# Excerpt
....

The Company recorded costs related to the Merger in either the predecessor or successor periods based on the specific facts and circumstances underlying each individual transaction. Certain of these costs were fully contingent on the consummation of the Merger on February 1, 2015 (Successor Company). These costs are not expensed in either the Predecessor or Successor Company Statement of Comprehensive Income (Loss). Liabilities for payment of these contingent costs are included in the opening balance sheet as of February 1, 2015 (Successor Company), and the nature and amount of the costs are discussed below.
 
Fees in the amount of $28.8 million which were paid to the Company’s financial advisor related to the Merger were recorded as liabilities as of the acquisition date. In accordance with the terms of the contract, payment of these fees was contingent on the successful closing of the Merger, and became payable on the date thereof.
 
Certain of the Company’s stock-based compensation arrangements provided for acceleration of benefits on the completion of a change-in-control event. Upon the completion of the Merger, benefits in the amount of $138.2 million became payable to eligible employees under these arrangements. Such accounts were recorded as liabilities as of the acquisition closing date. The portion of this payable that represented expense accelerated on the merger date was $25.4 million.

....

# Request
Write what comes next in the passage on the Company's Merger-related costs, starting after its last sentence.

# Data entries
....

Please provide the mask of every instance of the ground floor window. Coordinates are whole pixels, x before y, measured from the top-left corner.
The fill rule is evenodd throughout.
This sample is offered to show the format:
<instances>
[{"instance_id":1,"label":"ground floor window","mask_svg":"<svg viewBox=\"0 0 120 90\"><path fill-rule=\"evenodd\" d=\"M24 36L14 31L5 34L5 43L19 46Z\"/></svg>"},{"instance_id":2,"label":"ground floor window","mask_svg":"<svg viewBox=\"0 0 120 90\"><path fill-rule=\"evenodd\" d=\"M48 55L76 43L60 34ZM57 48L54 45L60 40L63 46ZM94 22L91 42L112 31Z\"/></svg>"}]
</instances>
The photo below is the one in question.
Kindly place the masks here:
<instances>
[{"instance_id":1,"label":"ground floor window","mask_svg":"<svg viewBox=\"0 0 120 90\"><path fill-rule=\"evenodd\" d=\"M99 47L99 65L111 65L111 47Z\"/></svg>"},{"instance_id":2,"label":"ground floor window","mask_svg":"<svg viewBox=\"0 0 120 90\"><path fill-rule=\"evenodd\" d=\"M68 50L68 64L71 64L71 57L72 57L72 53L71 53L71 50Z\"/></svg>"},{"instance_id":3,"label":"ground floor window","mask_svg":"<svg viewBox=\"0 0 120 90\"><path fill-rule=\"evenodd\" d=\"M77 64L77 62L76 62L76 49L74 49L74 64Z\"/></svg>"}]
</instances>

....

# Reply
Treatment of Benefit Plans
 
At or immediately prior to the Merger, each stock appreciation right with respect to shares of Common Stock granted under any Stock Plan (each, a “SAR”) that were outstanding and unexercised immediately prior to the Merger and that had a base price per share of Common Stock underlying such SAR (the “Base Price”) that was less than the Per Share Merger Consideration (each such SAR, an “In-the-Money SAR”), whether or not exercisable or vested, was cancelled and converted into the right to receive an amount in cash less any applicable withholding taxes, determined by multiplying (i) the excess of the Per Share Merger Consideration over the Base Price of such In-the-Money SAR by (ii) the number of shares of Common Stock subject to such In-the-Money SAR (such amount, the “SAR Consideration”).
 
At or immediately prior to the effective time of the Merger, each restricted stock unit with respect to a share of Common Stock granted under any Stock Plan (each, a “RSU”) that was outstanding immediately prior to the Merger, whether or not vested, was cancelled and converted into the right to receive an amount in cash, without interest, less any applicable withholding taxes, determined by multiplying (i) the Per Share Merger Consideration by (ii) the number of RSUs.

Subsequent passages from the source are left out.